● Tareas escritas:
1: Responde según el texto sobre la inundación:
(a) ¿Qué fecha del 2003 se menciona?
(b) ¿Cuántos años tiene la nena de Melisa?
(c) ¿Qué ocupa el paseo verde?
2: Completa la parte siguiente del texto sobre la inundación, siguiendo desde su última oración y con el mismo tono.

AGUA QUE CAE*
La tierra se puso patas arriba y se hundió en las nubes. Arriba es como abajo. Todo agua. El lecho del cielo se juntó con el del río y navega, al azar, nuestra existencia con un timón averiado.
Nada es ya igual. ¿O todo es igual? El 2003, su 29 de abril fatídico, se recicló, nos arrojó el eterno retorno con el río hecho cielo.
Perplejos, vemos el agua que cae aluvionalmente para, después, verla brotar como un vergel acuático que cubre los imprecisos horizontes, nuestros lugares, nuestros calzados. Lo que significa mi casa, mi trabajo, mis cosas.
Y otra vez con el agua al cuello, que sube porque cae.
- Me llega hasta acá, señalándose debajo del cuello, el agua en mi casa. Así se expresó Melisa mientras buscaba algo para su nena de tres años.
- Igualito a la otra vez. No sabemos cómo atajarla. No nos alcanzan las manos.
Pero no es el mismo río. Ya no somos los mismos nosotros. El albardón se jaló en una nube imprecisa y a ella no podemos montar para ponernos a salvo. El río se ha dado vuelta. Y en nosotros está aún brotando, de la abril herida, todo el dolor.
Entonces, vocifero contra alguien, aúllo a la luna ausente, convoco a todas las ánimas, me hago creyente, me convierto en mendigo extendiendo mis manos por un trozo de pan y una taza de mate cocido caliente; son el paraíso perdido. Son lo que fui. Son lo que quiero recuperar.
La caballada ocupa el paseo verde. Lo que queda de él. Lo que el agua cielar no cubrió.
- Son nuestros, me dice el jinete que cuida. Soy ciruja y estos animales son de otros cirujas y debemos alimentarlos. Que no se pudran sus cascos. Tenemos que seguir trabajando.
Un helicóptero cubría el cielo con su ronroneo. Pasó sobre mi cabeza. Como el agua. Como todo este surrealismo acuático.
¿O el surrealismo es la imprevisión del timonel?
*de Oscar Agú. cachoagu58@yahoo.com.ar
CRÓNICAS DEL AGUA III*
El tiempo se ha detenido. Es el momento de mirar el agua y de comprobar que no baja; el tiempo de mirar el cielo nublado, ese compacto cielo amenazante. El tiempo suspendido de todas las esperas que convergen en un silencio de escala de grises.
Es el tiempo del nudo del relato, el tiempo de defenderse del hastío, el tiempo igual a si mismo cuando no quedan ya palabras nuevas. Cuando se repiten las historias que ya fueron contadas, cuando empieza a trabajar la ira desde abajo, desde el fondo. Cuando las manos no hallan reposo en el trabajo y comienza la calma preñada de monstruos.

● Ítems mostrados:
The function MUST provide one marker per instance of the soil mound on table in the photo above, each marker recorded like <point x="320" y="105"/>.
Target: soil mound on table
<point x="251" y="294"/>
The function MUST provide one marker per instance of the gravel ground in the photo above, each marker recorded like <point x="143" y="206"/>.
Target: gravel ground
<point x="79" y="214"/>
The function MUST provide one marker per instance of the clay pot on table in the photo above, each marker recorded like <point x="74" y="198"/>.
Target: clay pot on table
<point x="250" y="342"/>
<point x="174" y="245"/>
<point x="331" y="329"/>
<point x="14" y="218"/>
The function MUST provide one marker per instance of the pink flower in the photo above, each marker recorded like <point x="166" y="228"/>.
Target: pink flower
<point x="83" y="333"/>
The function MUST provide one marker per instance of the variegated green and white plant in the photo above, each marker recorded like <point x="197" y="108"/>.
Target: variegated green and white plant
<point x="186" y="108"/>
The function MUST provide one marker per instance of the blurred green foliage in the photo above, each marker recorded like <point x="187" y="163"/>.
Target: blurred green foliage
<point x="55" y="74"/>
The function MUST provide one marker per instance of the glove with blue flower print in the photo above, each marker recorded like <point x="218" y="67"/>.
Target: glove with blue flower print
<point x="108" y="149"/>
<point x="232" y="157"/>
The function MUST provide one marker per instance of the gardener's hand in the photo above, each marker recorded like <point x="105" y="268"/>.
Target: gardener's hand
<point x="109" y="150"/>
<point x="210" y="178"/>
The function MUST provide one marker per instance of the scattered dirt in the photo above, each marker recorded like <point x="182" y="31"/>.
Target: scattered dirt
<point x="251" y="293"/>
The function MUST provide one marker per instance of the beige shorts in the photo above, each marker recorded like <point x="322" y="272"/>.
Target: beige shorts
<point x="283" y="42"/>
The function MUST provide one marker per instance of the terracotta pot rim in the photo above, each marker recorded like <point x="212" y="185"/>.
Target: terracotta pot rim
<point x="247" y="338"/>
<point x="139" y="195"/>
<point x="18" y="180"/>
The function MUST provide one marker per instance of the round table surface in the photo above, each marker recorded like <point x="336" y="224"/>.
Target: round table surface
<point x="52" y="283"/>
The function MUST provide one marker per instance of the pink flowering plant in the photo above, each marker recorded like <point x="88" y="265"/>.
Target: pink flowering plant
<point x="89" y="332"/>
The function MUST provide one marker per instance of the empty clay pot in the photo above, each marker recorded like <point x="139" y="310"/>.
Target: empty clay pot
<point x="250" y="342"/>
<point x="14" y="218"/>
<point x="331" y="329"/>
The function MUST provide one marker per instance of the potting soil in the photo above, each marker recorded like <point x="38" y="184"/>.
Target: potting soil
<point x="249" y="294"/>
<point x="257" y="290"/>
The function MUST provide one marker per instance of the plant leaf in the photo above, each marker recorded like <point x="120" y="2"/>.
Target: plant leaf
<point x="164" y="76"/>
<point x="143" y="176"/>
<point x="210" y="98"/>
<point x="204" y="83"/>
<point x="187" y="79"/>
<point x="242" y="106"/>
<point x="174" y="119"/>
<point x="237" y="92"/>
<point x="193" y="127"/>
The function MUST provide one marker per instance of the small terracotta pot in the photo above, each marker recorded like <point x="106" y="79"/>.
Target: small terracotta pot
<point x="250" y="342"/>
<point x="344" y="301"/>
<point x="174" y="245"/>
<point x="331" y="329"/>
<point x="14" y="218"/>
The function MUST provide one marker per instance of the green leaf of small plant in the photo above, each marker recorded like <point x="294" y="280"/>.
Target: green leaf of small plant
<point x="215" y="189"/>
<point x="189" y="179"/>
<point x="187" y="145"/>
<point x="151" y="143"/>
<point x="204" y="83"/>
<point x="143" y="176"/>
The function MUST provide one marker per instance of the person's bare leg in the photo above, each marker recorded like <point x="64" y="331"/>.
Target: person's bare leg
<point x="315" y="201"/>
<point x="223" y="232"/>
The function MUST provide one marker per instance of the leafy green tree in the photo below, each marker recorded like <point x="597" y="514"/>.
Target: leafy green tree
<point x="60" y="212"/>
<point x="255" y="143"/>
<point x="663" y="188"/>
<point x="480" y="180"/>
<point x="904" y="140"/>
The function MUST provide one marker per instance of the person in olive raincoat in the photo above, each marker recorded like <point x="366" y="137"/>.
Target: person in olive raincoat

● Respuestas esperadas:
1:
(a) El 29 de abril.
(b) Tres años.
(c) La caballada.

2:
No lo oigo, pero en el silencio de la ciudad parada hay un llanto, ladrido de perros en la oscuridad, fogonazos y detonaciones.
Es el tiempo en que el estupor y la agitación se velan por la luna que entre nubes fosforescentes recorre el rectángulo de la ventana. Velas entre muros húmedos. La vieja, la antigua caverna que nos protege del afuera hostil. Esa sensación de sitio, ese abismo.
La radio que pone en ondas la tragedia, que imparable destila nombres y lugares precisos poniendo en particular la generalidad de las urgencias. Las voces que se encienden y desaparecen recién brotadas, ese extraño silencio del tumulto, esa insensibilidad del extremo dolor.
Es, me lo digo, el tiempo en que las voces se confunden como en las tribunas, y surge la sola y única voz plural de un pueblo que grita, así como las calles y campos anegados han formado un único espejo líquido que refleja un cielo inclemente.
Asusta este silencio de masa sonora, este silencio de chicharras, esta aguda nota sostenida hasta que duele. Da miedo este silencio, da miedo este tiempo mudo de mirar el agua, de mirar la oscuridad allá afuera, de mirar las manos cerradas en puño.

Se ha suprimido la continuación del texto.